----- Record excerpts -----
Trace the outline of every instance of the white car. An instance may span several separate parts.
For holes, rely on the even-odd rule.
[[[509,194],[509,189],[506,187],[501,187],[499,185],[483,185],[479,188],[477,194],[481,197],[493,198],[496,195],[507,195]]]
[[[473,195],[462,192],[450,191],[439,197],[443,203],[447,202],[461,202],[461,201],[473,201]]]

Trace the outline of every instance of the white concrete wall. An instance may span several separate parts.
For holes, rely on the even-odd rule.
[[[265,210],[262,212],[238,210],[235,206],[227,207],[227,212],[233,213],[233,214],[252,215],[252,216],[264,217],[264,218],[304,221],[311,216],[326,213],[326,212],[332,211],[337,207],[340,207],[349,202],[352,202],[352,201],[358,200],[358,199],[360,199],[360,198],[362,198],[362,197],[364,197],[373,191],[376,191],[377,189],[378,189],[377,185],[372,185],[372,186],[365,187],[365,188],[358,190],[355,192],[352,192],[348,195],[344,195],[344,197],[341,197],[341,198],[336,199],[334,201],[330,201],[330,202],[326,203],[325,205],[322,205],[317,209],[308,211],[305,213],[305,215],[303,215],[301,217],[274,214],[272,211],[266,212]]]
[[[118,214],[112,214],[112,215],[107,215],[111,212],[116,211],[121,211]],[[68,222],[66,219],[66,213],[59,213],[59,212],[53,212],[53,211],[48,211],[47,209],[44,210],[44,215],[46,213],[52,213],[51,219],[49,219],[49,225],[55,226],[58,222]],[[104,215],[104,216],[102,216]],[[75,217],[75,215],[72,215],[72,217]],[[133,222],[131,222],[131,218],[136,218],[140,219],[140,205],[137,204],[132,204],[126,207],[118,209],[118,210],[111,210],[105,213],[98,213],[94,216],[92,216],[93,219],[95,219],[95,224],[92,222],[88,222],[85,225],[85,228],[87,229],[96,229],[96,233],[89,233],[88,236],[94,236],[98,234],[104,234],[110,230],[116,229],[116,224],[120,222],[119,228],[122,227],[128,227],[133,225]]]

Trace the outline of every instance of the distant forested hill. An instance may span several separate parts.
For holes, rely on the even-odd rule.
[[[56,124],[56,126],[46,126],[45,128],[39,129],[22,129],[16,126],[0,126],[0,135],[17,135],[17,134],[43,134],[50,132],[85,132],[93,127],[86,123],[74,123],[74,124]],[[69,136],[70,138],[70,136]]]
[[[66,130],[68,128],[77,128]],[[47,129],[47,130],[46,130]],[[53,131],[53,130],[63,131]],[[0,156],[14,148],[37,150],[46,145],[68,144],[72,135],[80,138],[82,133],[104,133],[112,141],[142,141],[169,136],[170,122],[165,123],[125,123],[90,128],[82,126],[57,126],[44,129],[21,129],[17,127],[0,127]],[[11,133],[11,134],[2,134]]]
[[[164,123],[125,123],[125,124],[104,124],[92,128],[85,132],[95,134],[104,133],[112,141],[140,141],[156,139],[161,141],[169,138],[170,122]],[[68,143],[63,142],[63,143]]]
-----
----- Record excerpts -----
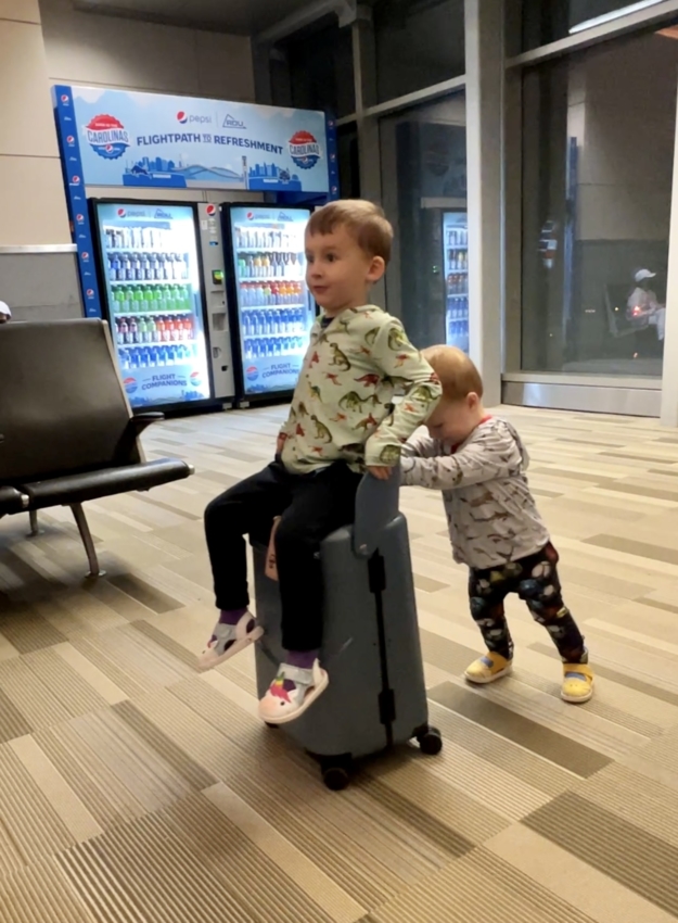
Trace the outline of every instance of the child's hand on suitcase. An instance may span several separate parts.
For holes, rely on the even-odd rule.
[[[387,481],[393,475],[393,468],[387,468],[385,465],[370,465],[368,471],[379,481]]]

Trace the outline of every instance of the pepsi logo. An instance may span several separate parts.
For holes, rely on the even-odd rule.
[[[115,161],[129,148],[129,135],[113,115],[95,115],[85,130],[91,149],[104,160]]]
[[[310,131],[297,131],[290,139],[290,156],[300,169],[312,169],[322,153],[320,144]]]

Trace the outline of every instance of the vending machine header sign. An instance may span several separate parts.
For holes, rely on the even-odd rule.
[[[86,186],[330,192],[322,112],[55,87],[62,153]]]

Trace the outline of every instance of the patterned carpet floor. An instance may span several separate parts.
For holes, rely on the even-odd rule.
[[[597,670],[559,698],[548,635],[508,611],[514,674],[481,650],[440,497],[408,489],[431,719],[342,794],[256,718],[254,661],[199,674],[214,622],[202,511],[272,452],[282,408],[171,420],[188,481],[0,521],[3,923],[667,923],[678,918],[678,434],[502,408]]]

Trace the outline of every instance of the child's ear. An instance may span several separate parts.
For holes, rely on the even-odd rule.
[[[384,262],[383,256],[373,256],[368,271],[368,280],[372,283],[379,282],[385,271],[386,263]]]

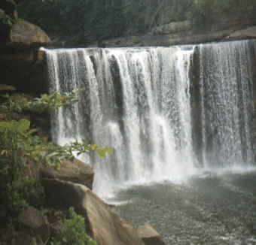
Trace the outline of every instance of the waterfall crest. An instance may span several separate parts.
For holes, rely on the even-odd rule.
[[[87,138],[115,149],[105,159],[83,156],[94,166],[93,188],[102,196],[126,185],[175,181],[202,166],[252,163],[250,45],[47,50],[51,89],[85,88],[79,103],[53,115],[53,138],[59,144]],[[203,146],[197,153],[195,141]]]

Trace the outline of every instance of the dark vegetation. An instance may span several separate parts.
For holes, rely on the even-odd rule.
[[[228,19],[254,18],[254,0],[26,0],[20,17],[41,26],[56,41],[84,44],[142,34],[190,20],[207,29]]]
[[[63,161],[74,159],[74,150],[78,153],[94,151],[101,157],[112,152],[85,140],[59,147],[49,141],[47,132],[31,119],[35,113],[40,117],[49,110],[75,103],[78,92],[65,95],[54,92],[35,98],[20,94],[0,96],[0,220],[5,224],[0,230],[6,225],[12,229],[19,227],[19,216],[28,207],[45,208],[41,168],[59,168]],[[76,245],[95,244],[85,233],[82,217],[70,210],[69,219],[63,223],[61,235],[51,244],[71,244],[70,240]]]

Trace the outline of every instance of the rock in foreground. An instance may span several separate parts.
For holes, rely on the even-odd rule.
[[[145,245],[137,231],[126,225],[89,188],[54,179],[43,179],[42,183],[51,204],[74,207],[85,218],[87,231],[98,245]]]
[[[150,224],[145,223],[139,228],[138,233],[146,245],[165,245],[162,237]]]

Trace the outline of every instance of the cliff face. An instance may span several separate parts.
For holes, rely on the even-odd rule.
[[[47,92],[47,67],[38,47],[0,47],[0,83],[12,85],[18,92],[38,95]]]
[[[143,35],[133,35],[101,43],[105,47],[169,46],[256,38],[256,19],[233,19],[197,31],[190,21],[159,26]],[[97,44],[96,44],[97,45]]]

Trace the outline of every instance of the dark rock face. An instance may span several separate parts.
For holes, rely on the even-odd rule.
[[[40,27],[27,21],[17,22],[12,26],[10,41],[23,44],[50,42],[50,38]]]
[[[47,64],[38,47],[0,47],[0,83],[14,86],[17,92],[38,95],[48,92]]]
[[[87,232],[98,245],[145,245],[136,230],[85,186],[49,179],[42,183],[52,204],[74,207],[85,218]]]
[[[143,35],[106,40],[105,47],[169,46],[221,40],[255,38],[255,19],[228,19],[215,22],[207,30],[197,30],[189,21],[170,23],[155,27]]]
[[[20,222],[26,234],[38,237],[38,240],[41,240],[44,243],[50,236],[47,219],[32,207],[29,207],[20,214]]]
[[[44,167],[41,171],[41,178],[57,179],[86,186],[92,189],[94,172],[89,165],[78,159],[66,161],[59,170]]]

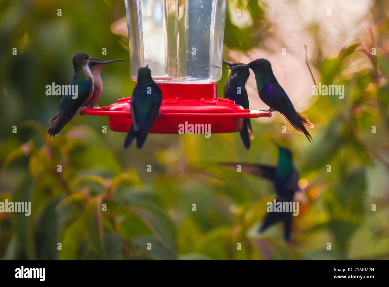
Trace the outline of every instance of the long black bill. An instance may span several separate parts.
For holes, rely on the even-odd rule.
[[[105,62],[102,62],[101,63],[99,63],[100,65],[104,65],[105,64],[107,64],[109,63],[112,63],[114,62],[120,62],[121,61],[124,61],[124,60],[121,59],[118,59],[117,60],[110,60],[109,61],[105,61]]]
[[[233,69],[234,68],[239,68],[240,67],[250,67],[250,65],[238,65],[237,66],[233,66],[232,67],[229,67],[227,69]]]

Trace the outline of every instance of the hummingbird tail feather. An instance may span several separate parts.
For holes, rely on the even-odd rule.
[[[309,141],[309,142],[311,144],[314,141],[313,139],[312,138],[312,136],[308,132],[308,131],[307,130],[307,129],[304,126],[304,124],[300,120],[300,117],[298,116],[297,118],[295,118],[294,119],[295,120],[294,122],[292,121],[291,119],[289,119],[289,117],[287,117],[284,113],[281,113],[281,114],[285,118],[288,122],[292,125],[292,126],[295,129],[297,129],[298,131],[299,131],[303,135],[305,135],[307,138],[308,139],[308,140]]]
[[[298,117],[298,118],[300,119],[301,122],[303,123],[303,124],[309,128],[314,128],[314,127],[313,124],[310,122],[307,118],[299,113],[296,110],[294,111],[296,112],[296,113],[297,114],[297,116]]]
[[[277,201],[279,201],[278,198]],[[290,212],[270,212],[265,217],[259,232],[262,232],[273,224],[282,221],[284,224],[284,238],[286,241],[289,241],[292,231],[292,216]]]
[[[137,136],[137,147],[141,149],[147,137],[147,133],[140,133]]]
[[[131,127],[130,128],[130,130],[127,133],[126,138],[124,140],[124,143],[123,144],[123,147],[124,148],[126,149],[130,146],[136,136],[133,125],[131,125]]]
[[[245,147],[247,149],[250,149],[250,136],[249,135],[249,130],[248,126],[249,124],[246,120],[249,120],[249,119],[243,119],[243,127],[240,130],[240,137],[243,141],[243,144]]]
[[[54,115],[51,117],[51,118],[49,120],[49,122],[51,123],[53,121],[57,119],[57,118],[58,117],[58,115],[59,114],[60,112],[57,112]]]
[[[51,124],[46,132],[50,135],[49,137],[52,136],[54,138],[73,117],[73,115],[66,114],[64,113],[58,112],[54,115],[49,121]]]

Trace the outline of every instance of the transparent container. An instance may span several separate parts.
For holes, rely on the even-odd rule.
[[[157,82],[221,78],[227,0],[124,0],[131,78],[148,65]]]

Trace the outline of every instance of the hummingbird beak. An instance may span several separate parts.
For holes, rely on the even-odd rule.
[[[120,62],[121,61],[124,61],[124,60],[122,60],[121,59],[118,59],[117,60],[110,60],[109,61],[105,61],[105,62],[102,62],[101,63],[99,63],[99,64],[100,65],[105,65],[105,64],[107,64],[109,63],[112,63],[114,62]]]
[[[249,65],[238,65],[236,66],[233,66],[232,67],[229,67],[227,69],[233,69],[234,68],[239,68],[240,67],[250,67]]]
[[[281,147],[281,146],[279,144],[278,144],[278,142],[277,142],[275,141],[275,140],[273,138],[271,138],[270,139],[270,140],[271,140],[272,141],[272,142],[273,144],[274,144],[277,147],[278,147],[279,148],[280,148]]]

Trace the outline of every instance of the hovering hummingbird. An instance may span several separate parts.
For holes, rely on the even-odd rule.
-----
----- Record excerpts -----
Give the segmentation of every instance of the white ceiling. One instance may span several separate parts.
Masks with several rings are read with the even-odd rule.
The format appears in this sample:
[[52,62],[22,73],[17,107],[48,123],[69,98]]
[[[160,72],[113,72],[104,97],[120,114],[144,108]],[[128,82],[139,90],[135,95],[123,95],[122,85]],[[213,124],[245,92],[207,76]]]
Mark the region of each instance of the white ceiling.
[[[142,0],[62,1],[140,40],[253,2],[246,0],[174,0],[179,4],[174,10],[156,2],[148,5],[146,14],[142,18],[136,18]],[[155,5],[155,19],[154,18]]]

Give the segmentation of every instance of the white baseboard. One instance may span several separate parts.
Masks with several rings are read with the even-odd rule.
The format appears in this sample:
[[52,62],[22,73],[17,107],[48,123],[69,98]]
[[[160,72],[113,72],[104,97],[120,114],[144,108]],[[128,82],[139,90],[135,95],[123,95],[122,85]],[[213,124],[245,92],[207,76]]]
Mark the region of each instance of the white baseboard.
-----
- [Exercise goal]
Convert the lines in the entries from the one holding "Trace the outline of every instance of the vending" through the one holding "[[[86,186],[330,192],[322,112],[55,87],[62,153]]]", inclusive, into a Markdown table with the columns Row and Line, leaving out any blank lines.

- [Written solution]
| Row | Line |
|---|---|
| 1 | Trace the outline of every instance of the vending machine header sign. An instance may span several separate parts. |
| 2 | For holes, rely on the even-odd rule. |
| 3 | [[[86,186],[330,192],[322,112],[55,87],[62,153]]] |